[Object position labeling entries]
[Begin]

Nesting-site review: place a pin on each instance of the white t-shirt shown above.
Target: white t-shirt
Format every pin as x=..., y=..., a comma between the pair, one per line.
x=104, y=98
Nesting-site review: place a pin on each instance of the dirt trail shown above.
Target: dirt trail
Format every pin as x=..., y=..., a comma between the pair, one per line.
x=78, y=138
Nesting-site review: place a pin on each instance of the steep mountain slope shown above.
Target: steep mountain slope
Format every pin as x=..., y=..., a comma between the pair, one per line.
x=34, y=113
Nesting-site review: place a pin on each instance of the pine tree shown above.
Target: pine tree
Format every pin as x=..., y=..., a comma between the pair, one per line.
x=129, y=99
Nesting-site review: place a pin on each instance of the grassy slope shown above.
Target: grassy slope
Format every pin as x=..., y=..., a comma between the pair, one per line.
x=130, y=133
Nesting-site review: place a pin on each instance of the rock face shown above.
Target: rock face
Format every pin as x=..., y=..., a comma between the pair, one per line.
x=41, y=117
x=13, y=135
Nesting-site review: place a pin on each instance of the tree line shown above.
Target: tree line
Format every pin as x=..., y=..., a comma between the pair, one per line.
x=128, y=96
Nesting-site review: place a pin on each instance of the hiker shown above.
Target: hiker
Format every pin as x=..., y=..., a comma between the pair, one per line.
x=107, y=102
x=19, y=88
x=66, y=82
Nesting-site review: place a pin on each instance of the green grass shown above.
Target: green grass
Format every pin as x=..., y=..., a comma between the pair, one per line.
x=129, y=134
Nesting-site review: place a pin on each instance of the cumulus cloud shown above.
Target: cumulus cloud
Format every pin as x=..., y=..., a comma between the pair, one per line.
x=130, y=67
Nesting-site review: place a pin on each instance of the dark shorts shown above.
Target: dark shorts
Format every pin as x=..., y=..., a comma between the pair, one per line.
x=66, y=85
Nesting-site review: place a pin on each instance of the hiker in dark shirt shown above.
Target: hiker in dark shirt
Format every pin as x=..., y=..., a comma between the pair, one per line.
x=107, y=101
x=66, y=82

[End]

▸ **PROBLEM TO SOLVE**
Transcribe the material above word for word.

▸ **RESULT OF THE EXERCISE**
Nesting-site review: place a pin on each instance of the white t-shirt shown above.
Target: white t-shirt
Format every pin as x=..., y=..., a comma between the pair, one per line.
x=104, y=98
Nesting-site review: place a pin on each instance of the dirt trail shown above.
Target: dirt trail
Format every pin as x=..., y=..., a comma between the pair, one per line.
x=78, y=138
Nesting-site review: place a pin on each instance of the steep mountain slope shown above.
Target: steep mountain slope
Format every pin as x=..., y=..., a comma between the pair, one per line.
x=34, y=113
Nesting-site review: place a pin on each instance of the pine tree shown above.
Target: pine tree
Format every pin as x=..., y=..., a comma between the pair, one per line.
x=129, y=99
Nesting-site review: place a pin on each instance of the grassy slope shown above.
Target: grassy slope
Format every pin as x=..., y=..., a comma between the pair, one per line.
x=130, y=133
Nesting-site review: place a pin on each instance of the rock face shown above.
Target: rock face
Format every pin as x=..., y=..., a comma between the pair, one per line.
x=41, y=117
x=13, y=135
Nesting-site review: place a pin on each instance of the tree line shown above.
Target: tree line
Format every pin as x=..., y=..., a comma between the pair, one per line.
x=128, y=96
Nesting-site review: place a pin on each instance of the hiker shown above.
Target: hiker
Format every pin as x=..., y=..., a comma between the pair, one per line.
x=107, y=102
x=19, y=88
x=66, y=82
Nesting-site review: place a pin on each instance of the green grass shown above.
Target: green grass
Format every pin as x=..., y=..., a comma between the pair, one per line.
x=129, y=134
Nesting-site review: place a pin on each instance of the cumulus cloud shown above.
Target: cumulus cloud
Format every pin as x=..., y=..., a comma between the pair, one per line.
x=130, y=67
Nesting-site review: place a pin on each instance of the dark shorts shown above.
Target: dark shorts
Format every pin as x=..., y=..., a comma between the pair, one per line.
x=66, y=85
Nesting-site review: place a pin on each instance of the hiker in dark shirt shown above.
Target: hiker in dark shirt
Format every pin as x=..., y=..., a comma between the pair, one per line.
x=107, y=101
x=66, y=82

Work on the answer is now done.